- _Job_:
Please rewrite the data from the line with "Exercise. Mark every instance of the boat steering" to the line with "[(316, 146), (149, 188)]", switching "river water" to "stream water" and keeping everything else the same.

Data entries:
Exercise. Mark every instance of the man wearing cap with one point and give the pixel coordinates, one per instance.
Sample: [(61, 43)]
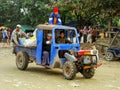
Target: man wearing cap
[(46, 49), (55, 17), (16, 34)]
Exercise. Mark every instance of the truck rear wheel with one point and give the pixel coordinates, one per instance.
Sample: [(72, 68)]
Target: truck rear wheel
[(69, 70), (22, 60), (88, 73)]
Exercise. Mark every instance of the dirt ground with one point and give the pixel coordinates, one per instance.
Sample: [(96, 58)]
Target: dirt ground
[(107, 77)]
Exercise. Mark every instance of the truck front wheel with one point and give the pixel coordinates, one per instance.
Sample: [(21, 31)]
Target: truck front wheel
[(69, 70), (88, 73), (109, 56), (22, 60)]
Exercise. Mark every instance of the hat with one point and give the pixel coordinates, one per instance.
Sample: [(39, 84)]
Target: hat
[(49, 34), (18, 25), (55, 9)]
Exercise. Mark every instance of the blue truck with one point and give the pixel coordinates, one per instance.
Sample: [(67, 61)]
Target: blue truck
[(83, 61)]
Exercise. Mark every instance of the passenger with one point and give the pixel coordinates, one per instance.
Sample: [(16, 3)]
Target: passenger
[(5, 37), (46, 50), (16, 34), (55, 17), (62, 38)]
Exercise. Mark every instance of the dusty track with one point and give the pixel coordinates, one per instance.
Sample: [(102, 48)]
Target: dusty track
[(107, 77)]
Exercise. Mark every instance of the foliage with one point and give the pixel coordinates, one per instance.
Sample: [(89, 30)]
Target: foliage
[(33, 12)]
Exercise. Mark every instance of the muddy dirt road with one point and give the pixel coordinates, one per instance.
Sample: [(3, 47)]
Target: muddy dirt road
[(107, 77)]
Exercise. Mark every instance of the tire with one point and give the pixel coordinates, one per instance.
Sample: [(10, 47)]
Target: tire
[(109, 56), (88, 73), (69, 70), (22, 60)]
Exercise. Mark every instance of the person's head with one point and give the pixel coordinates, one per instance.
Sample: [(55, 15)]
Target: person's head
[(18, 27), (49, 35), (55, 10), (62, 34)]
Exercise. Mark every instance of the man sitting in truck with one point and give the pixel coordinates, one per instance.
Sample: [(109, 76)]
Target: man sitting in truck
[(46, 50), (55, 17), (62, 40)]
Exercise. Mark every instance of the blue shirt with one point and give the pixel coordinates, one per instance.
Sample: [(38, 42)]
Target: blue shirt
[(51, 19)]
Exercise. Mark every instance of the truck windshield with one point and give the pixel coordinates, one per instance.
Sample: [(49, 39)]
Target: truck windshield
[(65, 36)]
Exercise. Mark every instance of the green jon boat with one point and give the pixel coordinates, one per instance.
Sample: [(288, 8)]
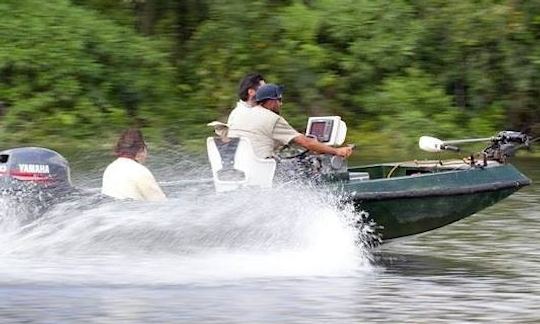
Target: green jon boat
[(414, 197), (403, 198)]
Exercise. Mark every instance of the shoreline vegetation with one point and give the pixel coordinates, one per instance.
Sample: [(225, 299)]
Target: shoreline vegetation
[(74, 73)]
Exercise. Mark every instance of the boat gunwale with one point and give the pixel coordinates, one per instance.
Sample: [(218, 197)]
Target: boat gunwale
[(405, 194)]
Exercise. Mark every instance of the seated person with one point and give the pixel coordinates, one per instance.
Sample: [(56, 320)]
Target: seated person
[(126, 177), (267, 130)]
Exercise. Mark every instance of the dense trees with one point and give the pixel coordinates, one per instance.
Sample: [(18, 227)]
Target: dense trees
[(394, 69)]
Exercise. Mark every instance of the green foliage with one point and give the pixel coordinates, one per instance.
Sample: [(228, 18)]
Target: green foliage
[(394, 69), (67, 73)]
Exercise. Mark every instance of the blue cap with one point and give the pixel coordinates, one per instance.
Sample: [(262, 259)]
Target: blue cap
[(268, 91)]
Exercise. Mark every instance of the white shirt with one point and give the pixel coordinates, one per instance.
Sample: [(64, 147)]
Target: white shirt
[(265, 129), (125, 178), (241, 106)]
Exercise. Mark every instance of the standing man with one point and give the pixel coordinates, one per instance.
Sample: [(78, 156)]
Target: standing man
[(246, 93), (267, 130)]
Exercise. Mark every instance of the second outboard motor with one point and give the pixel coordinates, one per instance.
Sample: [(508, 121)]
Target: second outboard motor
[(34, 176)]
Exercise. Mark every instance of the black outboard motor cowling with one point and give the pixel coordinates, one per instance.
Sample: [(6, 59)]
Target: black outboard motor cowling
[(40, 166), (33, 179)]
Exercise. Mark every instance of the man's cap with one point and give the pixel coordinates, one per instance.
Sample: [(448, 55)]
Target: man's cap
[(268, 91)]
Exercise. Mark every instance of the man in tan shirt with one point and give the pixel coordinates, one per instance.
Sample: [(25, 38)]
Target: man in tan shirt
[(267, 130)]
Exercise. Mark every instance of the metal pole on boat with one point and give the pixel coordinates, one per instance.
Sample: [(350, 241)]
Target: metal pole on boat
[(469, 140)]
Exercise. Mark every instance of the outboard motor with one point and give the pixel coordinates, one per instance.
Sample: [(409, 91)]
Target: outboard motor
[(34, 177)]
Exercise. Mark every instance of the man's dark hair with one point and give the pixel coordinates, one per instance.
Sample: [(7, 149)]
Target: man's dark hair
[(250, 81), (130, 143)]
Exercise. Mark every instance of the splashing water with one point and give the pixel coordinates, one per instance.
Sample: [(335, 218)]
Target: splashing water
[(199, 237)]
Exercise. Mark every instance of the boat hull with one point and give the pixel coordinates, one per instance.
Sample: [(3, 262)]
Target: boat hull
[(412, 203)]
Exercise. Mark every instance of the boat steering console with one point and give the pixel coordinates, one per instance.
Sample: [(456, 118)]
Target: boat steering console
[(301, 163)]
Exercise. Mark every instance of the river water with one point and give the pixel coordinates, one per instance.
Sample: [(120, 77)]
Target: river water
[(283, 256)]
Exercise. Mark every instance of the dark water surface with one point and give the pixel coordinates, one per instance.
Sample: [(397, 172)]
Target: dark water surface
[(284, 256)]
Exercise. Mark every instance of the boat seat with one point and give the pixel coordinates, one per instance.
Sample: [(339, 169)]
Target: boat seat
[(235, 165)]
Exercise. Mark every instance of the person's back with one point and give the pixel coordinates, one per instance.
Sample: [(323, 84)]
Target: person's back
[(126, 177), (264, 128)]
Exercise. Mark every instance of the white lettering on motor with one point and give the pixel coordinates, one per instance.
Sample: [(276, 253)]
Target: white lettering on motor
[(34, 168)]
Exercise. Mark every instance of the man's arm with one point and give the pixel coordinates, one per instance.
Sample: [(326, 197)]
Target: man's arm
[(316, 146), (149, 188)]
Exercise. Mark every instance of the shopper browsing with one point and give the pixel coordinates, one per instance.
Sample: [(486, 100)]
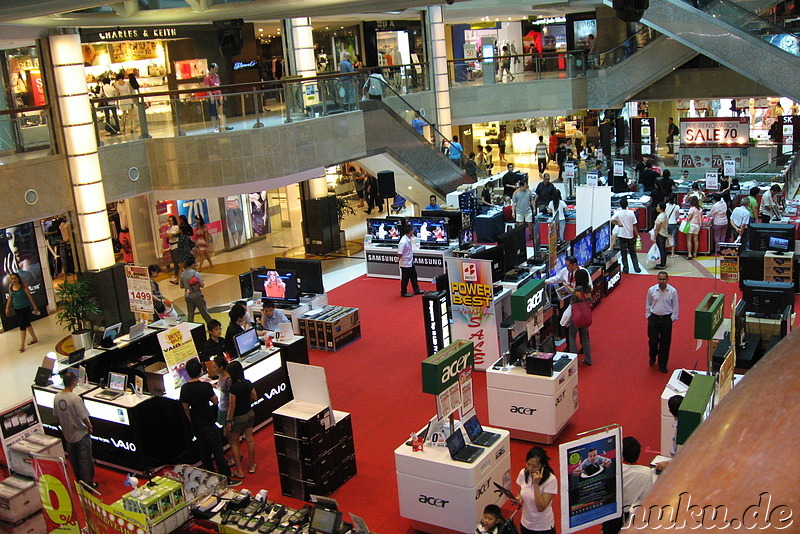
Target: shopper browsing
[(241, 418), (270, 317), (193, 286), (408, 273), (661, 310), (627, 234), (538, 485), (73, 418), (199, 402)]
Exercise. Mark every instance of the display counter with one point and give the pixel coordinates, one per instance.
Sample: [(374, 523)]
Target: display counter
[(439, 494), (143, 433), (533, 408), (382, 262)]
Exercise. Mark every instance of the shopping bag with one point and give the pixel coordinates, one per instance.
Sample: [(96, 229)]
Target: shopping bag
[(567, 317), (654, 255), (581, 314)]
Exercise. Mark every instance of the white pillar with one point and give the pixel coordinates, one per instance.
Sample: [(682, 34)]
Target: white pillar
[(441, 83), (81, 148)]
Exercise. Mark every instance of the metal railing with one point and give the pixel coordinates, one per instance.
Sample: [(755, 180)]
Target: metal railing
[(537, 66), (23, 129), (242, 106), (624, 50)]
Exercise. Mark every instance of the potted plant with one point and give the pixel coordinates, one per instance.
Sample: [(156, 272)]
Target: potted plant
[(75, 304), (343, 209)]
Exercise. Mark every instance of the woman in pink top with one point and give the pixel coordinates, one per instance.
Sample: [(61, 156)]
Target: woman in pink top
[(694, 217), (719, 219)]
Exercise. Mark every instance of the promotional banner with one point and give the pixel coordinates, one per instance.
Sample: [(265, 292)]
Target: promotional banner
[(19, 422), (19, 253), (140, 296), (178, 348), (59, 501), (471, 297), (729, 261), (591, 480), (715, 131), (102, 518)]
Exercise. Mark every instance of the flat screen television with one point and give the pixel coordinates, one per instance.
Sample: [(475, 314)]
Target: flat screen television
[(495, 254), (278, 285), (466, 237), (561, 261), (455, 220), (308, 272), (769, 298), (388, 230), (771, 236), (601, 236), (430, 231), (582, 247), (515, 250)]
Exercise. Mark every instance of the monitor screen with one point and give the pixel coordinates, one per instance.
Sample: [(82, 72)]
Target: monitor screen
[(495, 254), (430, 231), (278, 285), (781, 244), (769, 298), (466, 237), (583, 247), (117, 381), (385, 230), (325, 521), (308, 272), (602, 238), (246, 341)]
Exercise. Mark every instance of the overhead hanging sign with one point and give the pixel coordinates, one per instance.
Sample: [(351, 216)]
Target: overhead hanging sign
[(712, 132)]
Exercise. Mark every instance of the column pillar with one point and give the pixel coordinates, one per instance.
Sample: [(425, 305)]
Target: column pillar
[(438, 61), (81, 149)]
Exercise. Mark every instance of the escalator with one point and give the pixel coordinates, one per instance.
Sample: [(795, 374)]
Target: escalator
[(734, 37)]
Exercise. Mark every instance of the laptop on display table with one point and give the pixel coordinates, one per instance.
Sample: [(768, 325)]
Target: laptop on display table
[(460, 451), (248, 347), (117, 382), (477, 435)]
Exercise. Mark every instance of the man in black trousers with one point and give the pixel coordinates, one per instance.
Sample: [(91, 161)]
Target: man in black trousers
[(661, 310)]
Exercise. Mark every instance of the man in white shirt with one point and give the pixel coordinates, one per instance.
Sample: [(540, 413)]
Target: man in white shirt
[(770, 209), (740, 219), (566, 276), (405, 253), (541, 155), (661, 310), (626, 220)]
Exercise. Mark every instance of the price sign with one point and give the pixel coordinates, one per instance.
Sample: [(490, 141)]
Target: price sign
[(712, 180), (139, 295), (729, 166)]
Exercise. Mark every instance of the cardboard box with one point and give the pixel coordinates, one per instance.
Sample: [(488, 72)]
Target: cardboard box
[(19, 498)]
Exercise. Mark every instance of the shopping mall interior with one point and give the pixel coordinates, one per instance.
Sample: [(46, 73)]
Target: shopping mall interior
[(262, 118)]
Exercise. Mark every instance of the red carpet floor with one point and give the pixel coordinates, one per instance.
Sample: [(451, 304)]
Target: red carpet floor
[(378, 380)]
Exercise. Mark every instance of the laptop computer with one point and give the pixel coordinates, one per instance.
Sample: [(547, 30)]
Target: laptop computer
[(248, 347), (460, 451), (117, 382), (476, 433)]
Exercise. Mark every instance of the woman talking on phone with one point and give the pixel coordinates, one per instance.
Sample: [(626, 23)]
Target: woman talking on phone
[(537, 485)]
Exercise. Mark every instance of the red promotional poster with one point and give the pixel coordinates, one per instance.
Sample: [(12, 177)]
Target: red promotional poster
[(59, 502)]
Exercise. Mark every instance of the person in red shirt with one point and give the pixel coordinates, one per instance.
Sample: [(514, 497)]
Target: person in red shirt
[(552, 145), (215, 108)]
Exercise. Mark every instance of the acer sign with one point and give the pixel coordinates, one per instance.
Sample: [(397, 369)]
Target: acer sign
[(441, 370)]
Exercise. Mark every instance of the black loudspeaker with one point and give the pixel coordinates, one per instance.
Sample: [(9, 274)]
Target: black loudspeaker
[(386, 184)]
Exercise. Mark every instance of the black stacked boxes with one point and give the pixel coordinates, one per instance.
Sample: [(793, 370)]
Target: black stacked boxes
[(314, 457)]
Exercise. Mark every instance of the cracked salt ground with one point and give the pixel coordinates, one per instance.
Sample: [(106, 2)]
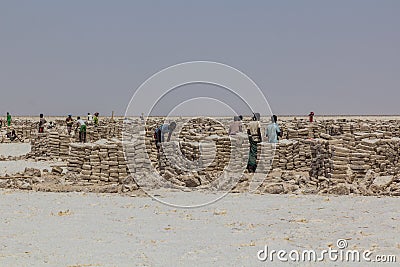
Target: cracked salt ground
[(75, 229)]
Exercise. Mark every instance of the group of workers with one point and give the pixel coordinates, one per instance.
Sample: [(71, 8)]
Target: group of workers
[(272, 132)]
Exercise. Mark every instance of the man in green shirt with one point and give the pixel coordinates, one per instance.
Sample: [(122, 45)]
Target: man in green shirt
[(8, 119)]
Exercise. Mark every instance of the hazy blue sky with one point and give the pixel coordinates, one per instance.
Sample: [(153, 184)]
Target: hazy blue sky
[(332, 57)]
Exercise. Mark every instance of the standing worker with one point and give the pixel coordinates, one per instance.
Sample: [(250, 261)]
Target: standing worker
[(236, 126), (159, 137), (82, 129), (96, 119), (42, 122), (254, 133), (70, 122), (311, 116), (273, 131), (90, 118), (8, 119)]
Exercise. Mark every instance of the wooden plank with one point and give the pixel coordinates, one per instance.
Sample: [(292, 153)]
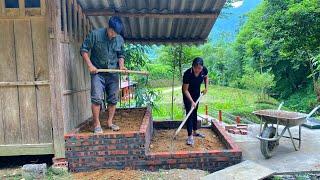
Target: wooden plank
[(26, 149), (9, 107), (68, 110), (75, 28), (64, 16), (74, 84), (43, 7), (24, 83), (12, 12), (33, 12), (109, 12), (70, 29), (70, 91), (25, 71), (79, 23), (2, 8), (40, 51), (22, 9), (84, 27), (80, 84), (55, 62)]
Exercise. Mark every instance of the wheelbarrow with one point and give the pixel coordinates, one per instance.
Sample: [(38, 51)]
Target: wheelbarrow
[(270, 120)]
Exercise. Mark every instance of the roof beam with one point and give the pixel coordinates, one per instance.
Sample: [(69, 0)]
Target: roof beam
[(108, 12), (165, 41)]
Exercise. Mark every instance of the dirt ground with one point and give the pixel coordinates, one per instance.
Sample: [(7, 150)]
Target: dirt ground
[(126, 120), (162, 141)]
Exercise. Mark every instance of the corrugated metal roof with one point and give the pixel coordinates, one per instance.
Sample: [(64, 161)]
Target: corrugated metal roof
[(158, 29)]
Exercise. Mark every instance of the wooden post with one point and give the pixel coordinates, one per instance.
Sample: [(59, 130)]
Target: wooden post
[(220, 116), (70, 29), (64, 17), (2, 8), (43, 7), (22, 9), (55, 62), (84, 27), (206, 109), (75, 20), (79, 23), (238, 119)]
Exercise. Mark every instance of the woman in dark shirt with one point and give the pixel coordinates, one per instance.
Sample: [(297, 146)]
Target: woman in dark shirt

- _Worked solution_:
Exercise. Mark every instance of the boat steering console with one point and give the pixel coordinates, one per instance.
Sample: [(456, 118)]
Target: boat steering console
[(301, 163)]
Exercise. Mark every instance of the stream water with one point and give the pixel coordinates, one per instance.
Sample: [(120, 77)]
Target: stream water
[(283, 256)]
Exercise. Mark every instance of the dark water surface with one point and give the pixel coordinates, one per instance.
Sample: [(397, 172)]
Target: dark water surface
[(284, 256)]
Exercise. Mark every instance of the boat seat with one point and give the pixel coordinates, one per instance.
Sample: [(339, 169)]
Target: boat seat
[(235, 165)]
Exercise. Mark every instance of the person's back with one point and give the pixel coordinates, one per instance.
Sample: [(323, 84)]
Target: person's back
[(126, 177), (264, 128)]
Exercise. Mark every instance of the white lettering on motor with one point and give the pixel coordinates, one per instance.
Sample: [(276, 253)]
Target: white lettering on motor
[(34, 168)]
Exercise. Mark every instance of the man's arm with one point and give the pixel coordinates, one per instance.
Sample: [(326, 197)]
Target: man's arm
[(316, 146), (149, 188)]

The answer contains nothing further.